ЗАДАНИЯ »
a. Ответьте на вопросы по тексту о Гридчинхолле:
(i) Кто автор фотографий?
(ii) Что ветер пытается сорвать?
(iii) Кому принадлежит арт-резиденция Гридчинхолл и где она находится?
b. Замените «трактор» на «комбайн» во фрагменте текста о Гридчинхолле и приведите этот фрагмент: начните со слов «Включаю саундтрек. Он» и закончите словами «и человечное звучание.».

ФРАГМЕНТ ТЕКСТА »
-- -- --
Фото: Татьяна Панова для Сноб
Фото: Татьяна Панова для Сноб

Включаю саундтрек. Он здесь очень важен. Без него картинка не оживет. Петух надрывается: ку-ка-ре-ку-у-у! Соседский трактор занудствует: р-р-р-р-р-р-др-др-др… Канарейки в ажурных клетках выделывают коленца: фьюти-фьюти-фьюти… Ветер безуспешно пытается сорвать крышу с террасы: бу-бу-бу-бу-у-ух! Под этот деревенский аккомпанемент серые минималистские здания Гридчинхолла – арт-резиденции Сергея Гридчина в Подмосковье – приобретают совсем иное, более теплое и человечное звучание.
-- -- --
ИСХОДНЫЕ ДАННЫЕ »
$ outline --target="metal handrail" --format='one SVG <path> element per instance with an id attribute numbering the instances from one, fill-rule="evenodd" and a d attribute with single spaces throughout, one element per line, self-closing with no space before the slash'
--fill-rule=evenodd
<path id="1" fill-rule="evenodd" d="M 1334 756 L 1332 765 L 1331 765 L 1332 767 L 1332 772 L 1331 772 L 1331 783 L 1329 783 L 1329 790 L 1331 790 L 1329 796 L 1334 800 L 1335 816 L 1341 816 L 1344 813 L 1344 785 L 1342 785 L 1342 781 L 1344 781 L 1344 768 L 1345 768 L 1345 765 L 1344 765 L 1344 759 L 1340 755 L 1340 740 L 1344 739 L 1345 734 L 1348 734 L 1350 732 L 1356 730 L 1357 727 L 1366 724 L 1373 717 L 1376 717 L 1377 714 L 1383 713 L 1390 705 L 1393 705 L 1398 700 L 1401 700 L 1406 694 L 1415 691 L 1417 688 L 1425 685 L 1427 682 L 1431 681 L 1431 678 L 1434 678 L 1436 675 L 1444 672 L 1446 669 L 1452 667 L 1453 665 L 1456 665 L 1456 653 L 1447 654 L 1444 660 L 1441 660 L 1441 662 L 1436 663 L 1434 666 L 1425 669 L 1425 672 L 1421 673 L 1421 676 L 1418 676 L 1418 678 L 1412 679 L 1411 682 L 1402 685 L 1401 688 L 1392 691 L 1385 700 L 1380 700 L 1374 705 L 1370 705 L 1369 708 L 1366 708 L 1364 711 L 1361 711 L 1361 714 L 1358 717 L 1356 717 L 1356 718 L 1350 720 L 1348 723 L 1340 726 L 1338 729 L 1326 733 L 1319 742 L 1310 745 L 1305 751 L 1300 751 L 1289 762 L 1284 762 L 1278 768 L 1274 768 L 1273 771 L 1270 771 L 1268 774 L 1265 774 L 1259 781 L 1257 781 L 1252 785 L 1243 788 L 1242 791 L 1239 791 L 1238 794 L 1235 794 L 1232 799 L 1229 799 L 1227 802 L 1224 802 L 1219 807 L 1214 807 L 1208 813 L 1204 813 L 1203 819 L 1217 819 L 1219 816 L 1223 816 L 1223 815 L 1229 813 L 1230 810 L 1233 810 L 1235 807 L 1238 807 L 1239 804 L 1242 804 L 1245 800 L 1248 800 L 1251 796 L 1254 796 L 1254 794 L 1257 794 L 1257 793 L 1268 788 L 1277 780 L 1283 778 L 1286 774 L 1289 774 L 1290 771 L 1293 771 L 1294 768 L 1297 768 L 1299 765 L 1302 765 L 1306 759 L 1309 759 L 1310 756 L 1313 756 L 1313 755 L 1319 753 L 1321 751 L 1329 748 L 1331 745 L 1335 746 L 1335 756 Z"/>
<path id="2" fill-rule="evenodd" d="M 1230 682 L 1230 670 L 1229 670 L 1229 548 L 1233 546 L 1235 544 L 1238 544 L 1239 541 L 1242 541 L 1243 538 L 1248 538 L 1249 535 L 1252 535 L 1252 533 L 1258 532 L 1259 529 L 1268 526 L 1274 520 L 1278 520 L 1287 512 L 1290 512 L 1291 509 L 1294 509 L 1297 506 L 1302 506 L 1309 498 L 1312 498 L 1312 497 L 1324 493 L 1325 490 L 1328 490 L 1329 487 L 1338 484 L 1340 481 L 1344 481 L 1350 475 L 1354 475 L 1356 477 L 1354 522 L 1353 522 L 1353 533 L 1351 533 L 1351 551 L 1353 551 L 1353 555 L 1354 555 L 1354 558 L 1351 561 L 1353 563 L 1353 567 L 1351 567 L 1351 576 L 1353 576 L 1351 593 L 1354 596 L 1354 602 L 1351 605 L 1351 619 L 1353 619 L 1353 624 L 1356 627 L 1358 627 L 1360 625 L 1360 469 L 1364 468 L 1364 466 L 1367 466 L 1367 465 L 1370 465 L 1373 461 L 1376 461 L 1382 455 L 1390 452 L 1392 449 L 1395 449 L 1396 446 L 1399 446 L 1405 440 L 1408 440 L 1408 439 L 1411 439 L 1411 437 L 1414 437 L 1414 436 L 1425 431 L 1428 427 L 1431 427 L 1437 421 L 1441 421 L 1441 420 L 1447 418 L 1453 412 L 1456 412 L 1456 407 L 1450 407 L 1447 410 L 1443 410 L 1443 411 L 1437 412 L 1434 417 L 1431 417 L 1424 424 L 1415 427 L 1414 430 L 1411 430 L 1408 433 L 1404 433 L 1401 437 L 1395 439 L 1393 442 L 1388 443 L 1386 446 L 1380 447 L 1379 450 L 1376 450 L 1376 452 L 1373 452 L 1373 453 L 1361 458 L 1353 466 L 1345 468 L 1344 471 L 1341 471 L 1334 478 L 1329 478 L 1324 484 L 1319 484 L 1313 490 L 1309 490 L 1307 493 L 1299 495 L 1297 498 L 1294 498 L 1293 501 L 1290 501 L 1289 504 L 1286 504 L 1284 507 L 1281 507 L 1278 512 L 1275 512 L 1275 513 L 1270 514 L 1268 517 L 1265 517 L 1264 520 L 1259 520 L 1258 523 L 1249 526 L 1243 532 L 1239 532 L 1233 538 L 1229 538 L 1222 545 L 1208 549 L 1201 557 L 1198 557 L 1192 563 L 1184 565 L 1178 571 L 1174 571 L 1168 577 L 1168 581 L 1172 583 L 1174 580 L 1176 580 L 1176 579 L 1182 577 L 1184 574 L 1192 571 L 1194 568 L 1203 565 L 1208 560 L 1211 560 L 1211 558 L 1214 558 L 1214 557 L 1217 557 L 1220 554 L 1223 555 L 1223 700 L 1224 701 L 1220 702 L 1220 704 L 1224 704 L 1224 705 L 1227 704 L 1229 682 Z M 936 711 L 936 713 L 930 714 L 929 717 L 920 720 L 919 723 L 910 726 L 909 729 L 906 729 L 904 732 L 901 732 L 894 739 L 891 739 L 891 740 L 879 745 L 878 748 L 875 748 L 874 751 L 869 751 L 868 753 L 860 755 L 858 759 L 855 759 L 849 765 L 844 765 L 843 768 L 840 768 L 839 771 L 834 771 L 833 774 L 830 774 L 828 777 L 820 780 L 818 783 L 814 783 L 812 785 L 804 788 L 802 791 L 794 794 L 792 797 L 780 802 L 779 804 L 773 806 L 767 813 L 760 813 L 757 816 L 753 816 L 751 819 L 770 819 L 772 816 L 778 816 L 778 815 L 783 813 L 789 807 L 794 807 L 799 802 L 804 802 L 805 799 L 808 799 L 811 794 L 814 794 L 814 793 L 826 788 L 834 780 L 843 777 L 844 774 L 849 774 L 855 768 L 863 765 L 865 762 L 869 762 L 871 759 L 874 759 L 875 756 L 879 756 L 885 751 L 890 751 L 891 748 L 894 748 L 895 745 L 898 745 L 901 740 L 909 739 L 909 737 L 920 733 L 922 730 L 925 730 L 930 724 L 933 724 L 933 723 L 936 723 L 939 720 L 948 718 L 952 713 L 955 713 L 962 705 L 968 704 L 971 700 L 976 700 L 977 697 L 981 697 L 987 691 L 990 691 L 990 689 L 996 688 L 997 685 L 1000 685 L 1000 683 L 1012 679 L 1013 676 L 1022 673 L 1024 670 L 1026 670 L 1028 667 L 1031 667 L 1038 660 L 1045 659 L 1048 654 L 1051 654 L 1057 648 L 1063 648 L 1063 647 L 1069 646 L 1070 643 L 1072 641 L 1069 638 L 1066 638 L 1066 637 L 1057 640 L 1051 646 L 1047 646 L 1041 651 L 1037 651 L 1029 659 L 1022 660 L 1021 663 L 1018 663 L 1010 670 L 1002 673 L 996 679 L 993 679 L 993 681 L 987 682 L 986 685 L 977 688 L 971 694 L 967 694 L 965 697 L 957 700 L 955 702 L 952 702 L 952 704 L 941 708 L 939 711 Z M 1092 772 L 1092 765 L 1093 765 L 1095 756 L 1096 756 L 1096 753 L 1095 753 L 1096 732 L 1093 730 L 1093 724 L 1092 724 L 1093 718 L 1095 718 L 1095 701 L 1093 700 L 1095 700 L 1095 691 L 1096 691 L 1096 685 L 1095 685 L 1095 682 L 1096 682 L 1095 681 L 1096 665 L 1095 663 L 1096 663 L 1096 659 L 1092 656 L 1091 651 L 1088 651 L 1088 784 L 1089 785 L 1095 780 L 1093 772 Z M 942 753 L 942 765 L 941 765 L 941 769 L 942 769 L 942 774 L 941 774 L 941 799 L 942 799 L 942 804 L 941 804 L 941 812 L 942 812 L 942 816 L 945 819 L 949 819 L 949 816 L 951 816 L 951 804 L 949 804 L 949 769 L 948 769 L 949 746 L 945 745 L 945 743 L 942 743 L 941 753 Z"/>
-- -- --
ОТВЕТЫ ПО ЗАДАНИЯМ »
a.
(i) Татьяна Панова.
(ii) Крышу с террасы.
(iii) Сергею Гридчину; она находится в Подмосковье.

b.
Включаю саундтрек. Он здесь очень важен. Без него картинка не оживет. Петух надрывается: ку-ка-ре-ку-у-у! Соседский комбайн занудствует: р-р-р-р-р-р-др-др-др… Канарейки в ажурных клетках выделывают коленца: фьюти-фьюти-фьюти… Ветер безуспешно пытается сорвать крышу с террасы: бу-бу-бу-бу-у-ух! Под этот деревенский аккомпанемент серые минималистские здания Гридчинхолла – арт-резиденции Сергея Гридчина в Подмосковье – приобретают совсем иное, более теплое и человечное звучание.